Once the line holding "like [261, 253]." is found in the entries below, transcribe exactly every line up to and including the one holding "like [357, 111].", but leave out the pictures.
Segment Open
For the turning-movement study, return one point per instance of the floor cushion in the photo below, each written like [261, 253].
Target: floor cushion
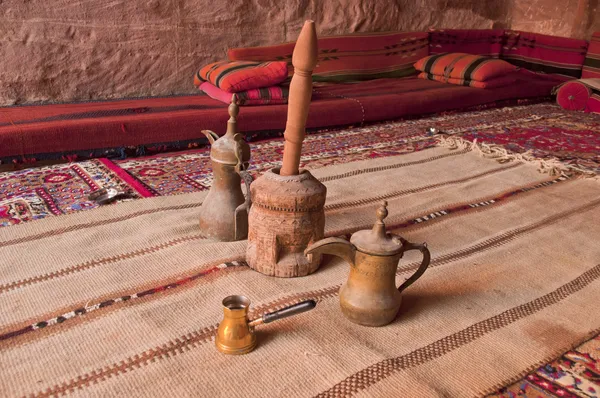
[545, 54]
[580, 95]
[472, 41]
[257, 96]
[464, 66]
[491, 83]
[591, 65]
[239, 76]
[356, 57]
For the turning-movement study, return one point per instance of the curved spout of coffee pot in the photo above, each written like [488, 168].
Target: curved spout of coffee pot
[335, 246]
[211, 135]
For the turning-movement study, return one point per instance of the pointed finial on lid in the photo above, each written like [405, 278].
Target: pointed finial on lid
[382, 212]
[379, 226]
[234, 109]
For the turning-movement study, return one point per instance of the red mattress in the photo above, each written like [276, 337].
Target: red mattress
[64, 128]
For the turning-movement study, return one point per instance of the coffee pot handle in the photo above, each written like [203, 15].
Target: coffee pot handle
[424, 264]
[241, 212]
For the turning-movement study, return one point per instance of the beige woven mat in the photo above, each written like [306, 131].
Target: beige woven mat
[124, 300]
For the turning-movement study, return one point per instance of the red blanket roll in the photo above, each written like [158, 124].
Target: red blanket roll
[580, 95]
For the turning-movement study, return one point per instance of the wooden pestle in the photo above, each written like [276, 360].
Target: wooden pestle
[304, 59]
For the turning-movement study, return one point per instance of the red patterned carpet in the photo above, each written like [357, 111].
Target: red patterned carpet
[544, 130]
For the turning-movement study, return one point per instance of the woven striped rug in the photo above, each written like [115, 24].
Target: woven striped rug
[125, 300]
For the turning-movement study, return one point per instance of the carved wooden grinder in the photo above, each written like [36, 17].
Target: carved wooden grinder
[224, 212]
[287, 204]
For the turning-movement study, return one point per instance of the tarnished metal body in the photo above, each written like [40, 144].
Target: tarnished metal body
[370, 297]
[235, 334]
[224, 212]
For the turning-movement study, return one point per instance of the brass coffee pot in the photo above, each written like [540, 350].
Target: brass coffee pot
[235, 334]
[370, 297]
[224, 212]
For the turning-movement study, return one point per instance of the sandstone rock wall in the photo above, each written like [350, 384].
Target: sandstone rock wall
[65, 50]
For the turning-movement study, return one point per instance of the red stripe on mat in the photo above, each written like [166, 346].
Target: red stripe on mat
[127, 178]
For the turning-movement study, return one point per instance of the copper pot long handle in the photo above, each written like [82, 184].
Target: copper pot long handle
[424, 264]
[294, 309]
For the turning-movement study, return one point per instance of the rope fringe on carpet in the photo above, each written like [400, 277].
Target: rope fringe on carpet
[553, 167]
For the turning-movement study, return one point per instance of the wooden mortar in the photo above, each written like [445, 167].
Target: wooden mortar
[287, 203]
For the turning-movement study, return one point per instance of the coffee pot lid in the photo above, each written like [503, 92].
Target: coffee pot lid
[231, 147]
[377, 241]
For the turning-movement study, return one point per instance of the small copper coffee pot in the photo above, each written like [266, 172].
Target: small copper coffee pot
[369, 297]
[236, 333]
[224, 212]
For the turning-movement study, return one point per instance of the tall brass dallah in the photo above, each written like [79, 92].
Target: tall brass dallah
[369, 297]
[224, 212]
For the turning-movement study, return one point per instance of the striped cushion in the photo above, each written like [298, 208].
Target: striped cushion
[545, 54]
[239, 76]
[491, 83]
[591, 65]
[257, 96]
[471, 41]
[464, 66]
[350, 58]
Segment Closed
Segment Open
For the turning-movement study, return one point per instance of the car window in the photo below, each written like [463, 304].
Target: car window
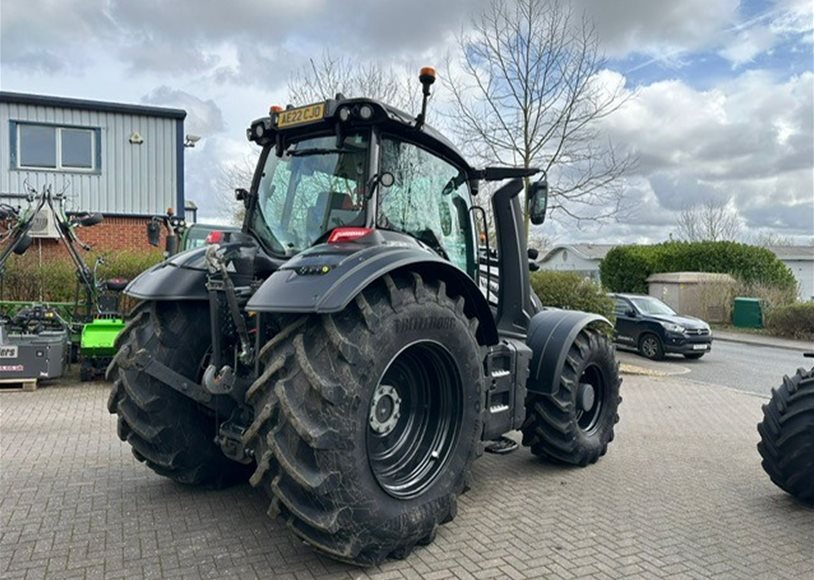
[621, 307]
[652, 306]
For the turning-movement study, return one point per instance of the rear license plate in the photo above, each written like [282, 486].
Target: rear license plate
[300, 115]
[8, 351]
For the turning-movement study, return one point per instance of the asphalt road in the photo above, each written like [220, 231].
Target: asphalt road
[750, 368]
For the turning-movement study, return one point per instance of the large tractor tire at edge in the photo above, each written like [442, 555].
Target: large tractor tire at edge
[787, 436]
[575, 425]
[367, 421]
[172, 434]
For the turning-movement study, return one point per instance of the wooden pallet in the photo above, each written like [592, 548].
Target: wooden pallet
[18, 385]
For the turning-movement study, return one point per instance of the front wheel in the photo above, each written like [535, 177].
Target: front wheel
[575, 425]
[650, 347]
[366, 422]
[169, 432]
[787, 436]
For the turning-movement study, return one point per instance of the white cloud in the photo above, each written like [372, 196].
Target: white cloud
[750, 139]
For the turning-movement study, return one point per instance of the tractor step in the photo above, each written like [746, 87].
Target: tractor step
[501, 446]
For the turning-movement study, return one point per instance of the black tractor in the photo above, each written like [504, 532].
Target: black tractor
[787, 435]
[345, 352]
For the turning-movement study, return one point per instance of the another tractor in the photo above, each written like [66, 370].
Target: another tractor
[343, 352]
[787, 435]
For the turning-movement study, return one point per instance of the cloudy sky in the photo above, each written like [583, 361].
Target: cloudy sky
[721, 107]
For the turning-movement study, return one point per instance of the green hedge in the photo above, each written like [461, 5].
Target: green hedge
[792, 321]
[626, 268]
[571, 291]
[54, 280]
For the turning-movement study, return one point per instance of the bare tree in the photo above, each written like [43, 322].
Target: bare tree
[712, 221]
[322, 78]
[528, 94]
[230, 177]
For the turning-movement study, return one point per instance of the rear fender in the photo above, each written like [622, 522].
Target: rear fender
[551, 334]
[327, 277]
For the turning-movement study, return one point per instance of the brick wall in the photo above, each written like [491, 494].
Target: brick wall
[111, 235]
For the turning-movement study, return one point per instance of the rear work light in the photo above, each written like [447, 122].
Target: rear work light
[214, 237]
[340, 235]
Segment Closed
Segment Open
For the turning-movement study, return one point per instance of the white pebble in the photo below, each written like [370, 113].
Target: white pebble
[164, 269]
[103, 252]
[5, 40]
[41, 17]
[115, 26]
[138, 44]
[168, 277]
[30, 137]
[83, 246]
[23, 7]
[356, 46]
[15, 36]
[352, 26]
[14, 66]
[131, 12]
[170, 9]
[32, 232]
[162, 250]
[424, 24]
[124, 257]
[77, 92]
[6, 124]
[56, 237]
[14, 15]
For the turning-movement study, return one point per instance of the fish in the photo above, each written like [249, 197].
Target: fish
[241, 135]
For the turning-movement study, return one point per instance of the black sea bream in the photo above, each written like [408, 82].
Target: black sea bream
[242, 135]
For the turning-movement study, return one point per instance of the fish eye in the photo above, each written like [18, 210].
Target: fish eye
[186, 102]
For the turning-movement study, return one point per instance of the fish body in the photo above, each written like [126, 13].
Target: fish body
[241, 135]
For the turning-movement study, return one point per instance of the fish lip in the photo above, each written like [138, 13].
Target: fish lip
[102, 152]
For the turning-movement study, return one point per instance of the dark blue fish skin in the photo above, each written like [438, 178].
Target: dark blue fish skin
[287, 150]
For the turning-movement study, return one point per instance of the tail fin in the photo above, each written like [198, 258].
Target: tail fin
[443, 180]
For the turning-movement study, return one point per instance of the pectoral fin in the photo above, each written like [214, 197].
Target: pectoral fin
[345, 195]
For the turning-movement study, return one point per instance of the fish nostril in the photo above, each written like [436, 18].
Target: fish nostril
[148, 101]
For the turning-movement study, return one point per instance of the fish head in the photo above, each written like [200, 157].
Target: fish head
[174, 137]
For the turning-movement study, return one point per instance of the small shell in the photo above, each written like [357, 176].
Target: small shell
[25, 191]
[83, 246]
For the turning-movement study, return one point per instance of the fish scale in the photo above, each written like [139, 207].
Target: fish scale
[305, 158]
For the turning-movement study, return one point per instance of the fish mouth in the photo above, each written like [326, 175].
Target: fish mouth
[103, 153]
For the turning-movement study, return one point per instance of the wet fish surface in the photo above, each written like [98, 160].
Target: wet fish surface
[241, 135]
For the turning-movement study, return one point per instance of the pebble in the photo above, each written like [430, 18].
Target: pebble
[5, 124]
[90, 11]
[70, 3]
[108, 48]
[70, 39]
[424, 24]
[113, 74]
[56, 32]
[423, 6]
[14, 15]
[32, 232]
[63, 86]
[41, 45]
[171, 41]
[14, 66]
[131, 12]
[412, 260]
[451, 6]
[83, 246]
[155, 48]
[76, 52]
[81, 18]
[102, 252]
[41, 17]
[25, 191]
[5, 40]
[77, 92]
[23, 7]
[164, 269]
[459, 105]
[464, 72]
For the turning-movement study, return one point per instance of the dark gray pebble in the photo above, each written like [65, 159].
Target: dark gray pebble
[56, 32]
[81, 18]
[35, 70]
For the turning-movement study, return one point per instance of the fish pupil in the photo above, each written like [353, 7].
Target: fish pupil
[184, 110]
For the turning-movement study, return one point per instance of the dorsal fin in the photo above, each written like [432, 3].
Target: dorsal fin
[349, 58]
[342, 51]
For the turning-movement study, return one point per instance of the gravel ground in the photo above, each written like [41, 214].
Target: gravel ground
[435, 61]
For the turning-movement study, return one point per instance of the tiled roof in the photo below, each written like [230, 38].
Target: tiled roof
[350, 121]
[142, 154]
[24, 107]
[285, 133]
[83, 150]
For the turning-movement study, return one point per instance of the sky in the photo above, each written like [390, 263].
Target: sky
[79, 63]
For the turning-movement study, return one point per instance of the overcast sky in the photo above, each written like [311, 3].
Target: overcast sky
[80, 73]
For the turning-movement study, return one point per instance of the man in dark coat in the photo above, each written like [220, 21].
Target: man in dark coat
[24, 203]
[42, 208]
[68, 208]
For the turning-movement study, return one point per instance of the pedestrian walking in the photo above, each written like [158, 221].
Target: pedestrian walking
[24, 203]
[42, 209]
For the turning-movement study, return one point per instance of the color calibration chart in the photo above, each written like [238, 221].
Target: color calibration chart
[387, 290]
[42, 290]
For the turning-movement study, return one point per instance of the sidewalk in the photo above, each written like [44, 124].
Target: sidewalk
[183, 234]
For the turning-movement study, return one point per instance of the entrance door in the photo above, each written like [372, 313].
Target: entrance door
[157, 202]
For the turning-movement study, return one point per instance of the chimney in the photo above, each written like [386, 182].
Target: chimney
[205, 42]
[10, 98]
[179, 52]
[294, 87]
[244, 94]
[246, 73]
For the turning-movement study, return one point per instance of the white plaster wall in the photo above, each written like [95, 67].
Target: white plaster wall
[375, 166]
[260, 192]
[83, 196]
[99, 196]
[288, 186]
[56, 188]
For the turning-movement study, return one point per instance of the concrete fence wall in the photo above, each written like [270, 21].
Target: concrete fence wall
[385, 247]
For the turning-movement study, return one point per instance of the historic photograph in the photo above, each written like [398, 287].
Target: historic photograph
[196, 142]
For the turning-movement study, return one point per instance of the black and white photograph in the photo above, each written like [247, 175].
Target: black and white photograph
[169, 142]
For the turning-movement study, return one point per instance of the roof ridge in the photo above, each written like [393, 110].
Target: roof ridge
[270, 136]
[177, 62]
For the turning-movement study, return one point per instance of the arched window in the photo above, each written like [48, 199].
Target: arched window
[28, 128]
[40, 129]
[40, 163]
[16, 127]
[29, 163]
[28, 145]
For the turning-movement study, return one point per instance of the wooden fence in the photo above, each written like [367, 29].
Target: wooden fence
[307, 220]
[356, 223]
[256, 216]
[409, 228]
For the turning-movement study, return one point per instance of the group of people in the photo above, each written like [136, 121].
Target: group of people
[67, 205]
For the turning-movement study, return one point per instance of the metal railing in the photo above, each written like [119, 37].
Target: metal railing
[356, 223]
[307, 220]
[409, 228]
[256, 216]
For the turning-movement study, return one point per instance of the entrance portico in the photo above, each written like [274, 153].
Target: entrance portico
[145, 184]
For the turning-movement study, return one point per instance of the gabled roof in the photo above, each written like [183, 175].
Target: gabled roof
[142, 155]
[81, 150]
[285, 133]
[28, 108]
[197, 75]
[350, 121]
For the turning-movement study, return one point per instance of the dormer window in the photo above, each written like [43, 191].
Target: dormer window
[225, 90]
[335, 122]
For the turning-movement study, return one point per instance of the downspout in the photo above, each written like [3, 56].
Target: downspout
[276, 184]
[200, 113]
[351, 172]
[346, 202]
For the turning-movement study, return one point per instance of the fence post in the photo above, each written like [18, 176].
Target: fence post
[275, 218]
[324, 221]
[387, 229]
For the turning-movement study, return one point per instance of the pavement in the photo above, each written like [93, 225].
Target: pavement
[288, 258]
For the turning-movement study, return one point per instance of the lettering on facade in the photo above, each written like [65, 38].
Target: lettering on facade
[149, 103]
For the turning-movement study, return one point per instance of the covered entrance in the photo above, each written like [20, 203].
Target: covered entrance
Segment Closed
**TASK RESPONSE**
For the turning-movement study, return one point per instance of the floor cushion in the photo below, each written like [261, 253].
Target: floor cushion
[545, 54]
[580, 95]
[472, 41]
[257, 96]
[464, 66]
[491, 83]
[591, 65]
[239, 76]
[356, 57]
For the turning-movement study, return one point per instance of the curved spout of coffee pot in the photo above, each written like [488, 168].
Target: curved spout of coffee pot
[335, 246]
[211, 135]
For the turning-movement study, return one point per instance of the pointed finial on lid in the photo above, each written like [405, 278].
Target: pointed finial on lid
[382, 212]
[379, 226]
[234, 109]
For the turning-movement study, return one point per instance of the red mattress in the photo above, each written like [276, 337].
Target: red mattress
[64, 128]
For the turning-movement study, return one point per instance of the coffee pot handle in the photo above, each written like [203, 15].
Target: coffee pot handle
[424, 264]
[241, 212]
For the turning-movement study, return one point per instance of the beige woven mat in the photo above, each written like [306, 131].
Target: beige woven mat
[124, 300]
For the turning-movement study, return one point per instance of the red blanket roll in the photo above, each written like [158, 124].
Target: red blanket roll
[580, 95]
For the turning-movement study, return one point per instance of the wooden pestle in the photo above, each written like [276, 360].
Target: wooden pestle
[304, 59]
For the turning-movement study, return one point per instance of the red patterned carpet in the photo above, each written like [357, 111].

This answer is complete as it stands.